→ To do: Return the items between the line containing "for the tree" and the line containing "[[119, 61, 165, 109], [284, 82, 315, 183]]", inclusive, with each line copied unchanged.

→ Material shown:
------------------------------------------------------------------------
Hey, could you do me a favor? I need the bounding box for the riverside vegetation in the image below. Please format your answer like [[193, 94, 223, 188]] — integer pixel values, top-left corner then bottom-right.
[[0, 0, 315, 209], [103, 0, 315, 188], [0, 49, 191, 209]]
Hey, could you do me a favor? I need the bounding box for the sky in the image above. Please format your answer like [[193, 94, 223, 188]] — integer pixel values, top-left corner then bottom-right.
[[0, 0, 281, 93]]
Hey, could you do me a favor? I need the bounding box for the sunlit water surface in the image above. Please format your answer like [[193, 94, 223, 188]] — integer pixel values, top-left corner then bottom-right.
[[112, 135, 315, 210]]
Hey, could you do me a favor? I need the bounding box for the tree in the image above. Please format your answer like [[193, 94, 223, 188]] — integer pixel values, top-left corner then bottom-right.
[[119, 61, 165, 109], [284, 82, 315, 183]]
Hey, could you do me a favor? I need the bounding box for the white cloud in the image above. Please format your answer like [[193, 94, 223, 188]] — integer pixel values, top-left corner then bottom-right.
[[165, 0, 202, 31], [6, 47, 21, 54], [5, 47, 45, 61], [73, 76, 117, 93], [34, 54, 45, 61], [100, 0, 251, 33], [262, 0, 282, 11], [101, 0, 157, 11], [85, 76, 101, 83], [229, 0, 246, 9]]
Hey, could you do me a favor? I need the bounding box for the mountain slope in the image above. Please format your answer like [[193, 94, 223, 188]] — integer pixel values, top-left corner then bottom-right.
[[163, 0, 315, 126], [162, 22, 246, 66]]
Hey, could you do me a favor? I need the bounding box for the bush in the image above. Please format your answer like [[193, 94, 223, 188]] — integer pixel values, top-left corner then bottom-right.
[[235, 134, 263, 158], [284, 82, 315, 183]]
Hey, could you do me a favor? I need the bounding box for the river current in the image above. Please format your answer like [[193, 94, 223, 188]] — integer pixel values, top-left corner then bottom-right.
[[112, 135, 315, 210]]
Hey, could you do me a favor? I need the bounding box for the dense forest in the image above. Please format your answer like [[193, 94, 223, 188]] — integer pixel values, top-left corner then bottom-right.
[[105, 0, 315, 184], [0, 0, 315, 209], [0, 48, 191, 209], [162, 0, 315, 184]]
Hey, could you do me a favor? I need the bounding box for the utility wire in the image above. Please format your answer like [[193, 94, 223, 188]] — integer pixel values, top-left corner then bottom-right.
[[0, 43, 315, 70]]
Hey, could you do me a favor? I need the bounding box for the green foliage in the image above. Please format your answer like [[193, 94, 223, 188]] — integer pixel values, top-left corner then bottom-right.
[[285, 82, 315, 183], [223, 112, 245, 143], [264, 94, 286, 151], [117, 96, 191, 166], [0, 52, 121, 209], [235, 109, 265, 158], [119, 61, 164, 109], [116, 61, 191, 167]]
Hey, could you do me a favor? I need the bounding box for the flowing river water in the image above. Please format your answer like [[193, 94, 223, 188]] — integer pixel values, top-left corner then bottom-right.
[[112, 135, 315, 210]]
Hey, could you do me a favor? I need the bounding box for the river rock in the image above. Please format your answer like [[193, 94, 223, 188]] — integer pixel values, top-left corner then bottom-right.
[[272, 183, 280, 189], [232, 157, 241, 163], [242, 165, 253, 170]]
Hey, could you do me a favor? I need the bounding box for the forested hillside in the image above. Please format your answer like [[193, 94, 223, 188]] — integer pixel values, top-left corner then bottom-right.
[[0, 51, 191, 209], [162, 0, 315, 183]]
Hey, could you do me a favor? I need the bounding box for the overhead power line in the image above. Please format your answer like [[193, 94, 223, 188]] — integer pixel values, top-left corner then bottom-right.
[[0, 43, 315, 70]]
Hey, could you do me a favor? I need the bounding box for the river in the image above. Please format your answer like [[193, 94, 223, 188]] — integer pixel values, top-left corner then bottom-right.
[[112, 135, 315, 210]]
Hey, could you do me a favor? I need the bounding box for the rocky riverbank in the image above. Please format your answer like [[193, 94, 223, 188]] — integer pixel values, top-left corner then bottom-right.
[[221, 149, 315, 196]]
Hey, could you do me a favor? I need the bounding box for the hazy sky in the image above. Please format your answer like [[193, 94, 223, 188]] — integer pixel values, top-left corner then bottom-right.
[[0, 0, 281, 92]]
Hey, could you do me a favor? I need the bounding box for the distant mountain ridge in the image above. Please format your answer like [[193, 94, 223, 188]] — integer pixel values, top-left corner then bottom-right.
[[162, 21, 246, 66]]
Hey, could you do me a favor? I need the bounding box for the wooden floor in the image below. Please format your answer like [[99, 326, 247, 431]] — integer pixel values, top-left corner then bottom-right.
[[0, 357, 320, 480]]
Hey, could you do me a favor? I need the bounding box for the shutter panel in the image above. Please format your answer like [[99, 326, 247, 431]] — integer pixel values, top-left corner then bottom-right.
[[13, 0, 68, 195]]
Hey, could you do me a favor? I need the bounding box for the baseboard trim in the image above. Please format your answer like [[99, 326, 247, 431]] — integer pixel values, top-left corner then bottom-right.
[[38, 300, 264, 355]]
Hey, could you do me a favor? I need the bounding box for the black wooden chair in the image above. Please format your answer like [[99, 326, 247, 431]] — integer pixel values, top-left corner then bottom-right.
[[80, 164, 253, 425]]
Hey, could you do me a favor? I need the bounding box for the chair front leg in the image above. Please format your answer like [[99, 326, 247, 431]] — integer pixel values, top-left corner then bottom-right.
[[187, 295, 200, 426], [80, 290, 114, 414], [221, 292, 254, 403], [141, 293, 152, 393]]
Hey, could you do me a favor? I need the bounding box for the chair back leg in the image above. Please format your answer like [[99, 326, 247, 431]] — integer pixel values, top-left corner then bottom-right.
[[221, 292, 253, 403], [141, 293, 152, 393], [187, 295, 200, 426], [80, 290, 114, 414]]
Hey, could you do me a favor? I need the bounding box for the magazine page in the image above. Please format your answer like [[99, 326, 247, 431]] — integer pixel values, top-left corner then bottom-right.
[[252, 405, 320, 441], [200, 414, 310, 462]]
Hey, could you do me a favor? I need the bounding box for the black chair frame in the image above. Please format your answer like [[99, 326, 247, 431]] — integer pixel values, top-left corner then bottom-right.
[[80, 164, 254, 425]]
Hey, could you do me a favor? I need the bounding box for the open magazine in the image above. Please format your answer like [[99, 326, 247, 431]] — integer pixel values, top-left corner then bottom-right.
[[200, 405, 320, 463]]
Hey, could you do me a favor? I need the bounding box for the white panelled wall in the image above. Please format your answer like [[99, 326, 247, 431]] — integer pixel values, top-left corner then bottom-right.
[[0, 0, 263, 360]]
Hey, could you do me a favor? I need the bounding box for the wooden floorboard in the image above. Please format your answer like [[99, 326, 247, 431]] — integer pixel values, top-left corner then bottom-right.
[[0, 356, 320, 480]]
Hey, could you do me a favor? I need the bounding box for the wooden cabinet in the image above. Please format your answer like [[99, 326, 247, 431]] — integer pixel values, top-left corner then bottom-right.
------------------------------------------------------------------------
→ Written solution:
Hey, could you do me a favor? I need the bounding box for the tree in the image above. Please format your answer like [[193, 94, 223, 188]] — integer pixel values, top-left corner then bottom-right.
[[119, 61, 165, 109], [284, 82, 315, 183]]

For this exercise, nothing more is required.